(점 기반 주석 데이터)

== == ==

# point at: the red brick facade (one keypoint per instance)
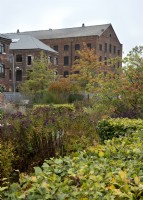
(4, 63)
(109, 38)
(20, 66)
(105, 43)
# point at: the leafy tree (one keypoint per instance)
(124, 91)
(39, 77)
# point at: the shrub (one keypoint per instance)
(75, 97)
(109, 128)
(45, 132)
(110, 171)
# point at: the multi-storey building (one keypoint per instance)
(67, 41)
(23, 50)
(4, 62)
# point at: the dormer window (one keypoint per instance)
(18, 58)
(2, 48)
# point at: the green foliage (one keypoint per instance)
(75, 97)
(109, 128)
(39, 76)
(108, 172)
(6, 160)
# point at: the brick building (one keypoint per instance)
(4, 62)
(23, 50)
(67, 41)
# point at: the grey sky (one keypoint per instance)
(126, 16)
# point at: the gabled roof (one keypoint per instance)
(4, 37)
(22, 41)
(69, 32)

== == ==

■ 과제 내용 ■
자료 전체를 고쳐 쓰되 "shrub" 자리에 "bush" 표현을 넣고 다른 부분은 그대로 두세요. 그림은 답에 넣지 마세요.

■ 작성한 답 ■
# point at: the red brick facade (one keypoint per instance)
(4, 63)
(109, 38)
(20, 66)
(105, 43)
# point at: the leafy tree (one keypoint per instance)
(124, 91)
(39, 77)
# point at: the bush (one keypoint per instance)
(75, 97)
(109, 128)
(45, 132)
(110, 171)
# point at: the multi-storey building (one keypoint per instance)
(67, 41)
(23, 50)
(4, 62)
# point at: the dormer window (one keypoint per instance)
(18, 58)
(2, 48)
# point at: the green foliage (one keypoint per instance)
(75, 97)
(109, 128)
(39, 76)
(108, 172)
(6, 160)
# point at: the brick building (one keypoint per instance)
(4, 62)
(23, 50)
(67, 41)
# point at: the grey sky (one keypoint per instance)
(126, 16)
# point at: the gabled roof (one keypoint per instance)
(4, 37)
(22, 41)
(69, 32)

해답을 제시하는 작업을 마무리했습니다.